• Records excerpted from a collection:
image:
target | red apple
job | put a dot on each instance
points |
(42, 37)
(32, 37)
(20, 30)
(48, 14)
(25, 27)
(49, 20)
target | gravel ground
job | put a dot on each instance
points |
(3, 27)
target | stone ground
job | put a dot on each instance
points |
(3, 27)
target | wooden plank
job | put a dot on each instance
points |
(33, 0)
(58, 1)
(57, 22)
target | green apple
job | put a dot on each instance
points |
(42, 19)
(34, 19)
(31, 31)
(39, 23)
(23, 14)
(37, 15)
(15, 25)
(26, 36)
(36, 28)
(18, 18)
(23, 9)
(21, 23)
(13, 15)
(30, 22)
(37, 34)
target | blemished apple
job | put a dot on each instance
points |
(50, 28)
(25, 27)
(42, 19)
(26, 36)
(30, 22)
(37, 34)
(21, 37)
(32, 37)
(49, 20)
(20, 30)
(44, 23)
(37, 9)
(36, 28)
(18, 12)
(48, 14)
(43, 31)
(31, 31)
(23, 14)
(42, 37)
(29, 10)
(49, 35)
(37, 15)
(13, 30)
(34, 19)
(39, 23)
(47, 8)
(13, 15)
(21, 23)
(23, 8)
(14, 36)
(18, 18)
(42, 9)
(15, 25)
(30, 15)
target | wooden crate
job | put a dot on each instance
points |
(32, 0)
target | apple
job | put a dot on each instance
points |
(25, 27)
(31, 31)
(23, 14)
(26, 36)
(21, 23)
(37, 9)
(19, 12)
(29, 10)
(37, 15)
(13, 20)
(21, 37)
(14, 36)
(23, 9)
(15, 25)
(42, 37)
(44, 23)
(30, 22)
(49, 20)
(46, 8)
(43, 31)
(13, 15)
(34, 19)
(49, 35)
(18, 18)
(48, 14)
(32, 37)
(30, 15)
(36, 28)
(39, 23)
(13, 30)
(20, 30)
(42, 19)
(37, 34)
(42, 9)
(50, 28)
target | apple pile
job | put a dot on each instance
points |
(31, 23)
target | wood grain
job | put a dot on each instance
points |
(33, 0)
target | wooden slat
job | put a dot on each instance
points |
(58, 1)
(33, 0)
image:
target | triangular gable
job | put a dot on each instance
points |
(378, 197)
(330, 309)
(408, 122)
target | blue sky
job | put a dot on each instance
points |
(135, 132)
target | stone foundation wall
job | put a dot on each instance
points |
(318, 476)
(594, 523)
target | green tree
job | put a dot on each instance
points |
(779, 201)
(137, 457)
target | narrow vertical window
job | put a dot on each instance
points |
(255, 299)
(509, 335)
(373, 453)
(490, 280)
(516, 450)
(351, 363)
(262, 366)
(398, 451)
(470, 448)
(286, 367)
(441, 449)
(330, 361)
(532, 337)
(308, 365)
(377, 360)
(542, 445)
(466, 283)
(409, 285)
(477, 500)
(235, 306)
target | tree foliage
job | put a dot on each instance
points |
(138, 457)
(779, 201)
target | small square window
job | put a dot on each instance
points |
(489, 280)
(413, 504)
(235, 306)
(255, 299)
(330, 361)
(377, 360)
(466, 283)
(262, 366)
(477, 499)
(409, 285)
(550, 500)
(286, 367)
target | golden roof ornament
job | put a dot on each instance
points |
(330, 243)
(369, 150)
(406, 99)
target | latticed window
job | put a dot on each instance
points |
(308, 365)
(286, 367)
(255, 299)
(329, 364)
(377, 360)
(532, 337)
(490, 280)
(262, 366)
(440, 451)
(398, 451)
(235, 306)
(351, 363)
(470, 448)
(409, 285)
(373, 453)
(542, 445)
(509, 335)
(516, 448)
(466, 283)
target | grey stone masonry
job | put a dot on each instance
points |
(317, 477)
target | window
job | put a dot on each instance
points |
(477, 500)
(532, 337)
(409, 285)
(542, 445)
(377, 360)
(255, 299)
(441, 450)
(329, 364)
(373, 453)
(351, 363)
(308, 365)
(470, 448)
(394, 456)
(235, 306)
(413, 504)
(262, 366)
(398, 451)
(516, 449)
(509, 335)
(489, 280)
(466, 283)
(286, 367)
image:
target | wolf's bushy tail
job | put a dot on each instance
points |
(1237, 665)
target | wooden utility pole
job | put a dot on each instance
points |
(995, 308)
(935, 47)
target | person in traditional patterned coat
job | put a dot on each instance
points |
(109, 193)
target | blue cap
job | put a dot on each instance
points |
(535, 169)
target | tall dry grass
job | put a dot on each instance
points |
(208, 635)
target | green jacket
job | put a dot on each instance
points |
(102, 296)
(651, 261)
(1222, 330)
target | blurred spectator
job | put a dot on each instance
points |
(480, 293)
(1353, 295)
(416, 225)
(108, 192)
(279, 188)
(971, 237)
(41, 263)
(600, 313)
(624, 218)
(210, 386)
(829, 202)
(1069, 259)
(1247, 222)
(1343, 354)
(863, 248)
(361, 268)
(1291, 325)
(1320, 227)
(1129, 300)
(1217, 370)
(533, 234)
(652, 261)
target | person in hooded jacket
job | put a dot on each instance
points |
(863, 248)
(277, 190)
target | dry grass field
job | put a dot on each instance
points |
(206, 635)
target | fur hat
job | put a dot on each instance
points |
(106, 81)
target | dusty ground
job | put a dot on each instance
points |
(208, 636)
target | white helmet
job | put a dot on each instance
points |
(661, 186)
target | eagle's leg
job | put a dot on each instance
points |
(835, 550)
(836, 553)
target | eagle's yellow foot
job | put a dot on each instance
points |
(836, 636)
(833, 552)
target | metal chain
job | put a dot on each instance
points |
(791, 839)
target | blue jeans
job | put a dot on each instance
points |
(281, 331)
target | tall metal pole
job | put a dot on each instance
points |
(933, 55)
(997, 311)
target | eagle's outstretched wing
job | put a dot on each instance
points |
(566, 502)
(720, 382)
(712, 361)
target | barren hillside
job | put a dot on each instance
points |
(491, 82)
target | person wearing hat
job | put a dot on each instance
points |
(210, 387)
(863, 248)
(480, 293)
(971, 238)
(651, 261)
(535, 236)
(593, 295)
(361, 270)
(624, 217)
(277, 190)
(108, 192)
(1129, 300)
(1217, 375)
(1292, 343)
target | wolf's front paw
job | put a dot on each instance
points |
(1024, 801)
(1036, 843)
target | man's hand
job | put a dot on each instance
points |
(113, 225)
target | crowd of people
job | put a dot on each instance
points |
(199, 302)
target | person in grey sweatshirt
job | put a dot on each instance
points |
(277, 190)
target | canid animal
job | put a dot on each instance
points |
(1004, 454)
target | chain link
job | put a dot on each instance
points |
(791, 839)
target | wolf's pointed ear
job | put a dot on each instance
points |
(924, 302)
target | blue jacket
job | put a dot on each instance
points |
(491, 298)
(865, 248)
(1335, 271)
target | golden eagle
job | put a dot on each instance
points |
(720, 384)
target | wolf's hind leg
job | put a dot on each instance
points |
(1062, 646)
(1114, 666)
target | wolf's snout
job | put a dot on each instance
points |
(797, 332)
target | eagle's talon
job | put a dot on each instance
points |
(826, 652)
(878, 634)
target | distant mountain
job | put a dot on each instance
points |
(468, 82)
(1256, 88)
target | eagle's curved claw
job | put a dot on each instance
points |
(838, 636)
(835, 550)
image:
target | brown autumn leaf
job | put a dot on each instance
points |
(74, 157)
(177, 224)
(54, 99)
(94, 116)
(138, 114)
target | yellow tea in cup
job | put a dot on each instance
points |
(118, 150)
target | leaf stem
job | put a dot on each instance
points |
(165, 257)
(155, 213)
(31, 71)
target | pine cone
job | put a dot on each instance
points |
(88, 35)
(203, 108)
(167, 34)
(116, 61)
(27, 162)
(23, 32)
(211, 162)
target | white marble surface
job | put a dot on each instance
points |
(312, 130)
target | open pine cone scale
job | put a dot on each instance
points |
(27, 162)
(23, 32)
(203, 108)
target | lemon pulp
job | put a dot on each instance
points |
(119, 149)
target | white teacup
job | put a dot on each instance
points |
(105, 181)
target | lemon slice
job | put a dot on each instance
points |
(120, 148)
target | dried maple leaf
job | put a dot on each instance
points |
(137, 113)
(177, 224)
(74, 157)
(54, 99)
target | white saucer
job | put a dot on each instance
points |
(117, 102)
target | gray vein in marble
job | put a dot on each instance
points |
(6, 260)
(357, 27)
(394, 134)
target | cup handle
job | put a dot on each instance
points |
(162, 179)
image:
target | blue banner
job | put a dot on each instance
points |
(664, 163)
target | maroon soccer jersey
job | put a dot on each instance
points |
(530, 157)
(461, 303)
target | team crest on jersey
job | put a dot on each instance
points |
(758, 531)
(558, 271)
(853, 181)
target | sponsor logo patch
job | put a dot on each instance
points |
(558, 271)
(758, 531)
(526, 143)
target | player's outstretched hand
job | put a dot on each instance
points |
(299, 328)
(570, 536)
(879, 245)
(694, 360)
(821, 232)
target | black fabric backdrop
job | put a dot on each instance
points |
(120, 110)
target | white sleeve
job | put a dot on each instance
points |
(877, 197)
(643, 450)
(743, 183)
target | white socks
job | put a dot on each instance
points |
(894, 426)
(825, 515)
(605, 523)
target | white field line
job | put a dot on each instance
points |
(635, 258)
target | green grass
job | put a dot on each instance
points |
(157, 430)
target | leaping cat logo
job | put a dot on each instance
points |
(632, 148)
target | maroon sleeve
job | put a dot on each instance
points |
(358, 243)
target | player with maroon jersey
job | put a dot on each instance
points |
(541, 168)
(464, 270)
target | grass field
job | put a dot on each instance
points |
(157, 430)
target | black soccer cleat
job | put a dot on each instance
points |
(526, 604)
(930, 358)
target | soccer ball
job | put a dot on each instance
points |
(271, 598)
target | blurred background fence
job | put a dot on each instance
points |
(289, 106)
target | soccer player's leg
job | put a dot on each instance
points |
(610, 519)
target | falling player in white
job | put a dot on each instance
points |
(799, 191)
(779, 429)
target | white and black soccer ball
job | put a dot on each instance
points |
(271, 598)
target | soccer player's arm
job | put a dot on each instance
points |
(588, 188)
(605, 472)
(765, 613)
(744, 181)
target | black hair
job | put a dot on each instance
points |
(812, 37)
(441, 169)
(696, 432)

• The problem: Reproduce the data above without any change, starting at the line with "target | blue jacket" and ending with the line with "(1114, 666)", both of these lines included.

• Result:
target | blue jacket
job | put a dot on each instance
points |
(491, 298)
(865, 248)
(1335, 271)
target | golden eagle
job | put a dot on each instance
points |
(720, 384)
target | wolf's hind leg
job | put a dot on each instance
points |
(1062, 646)
(1114, 666)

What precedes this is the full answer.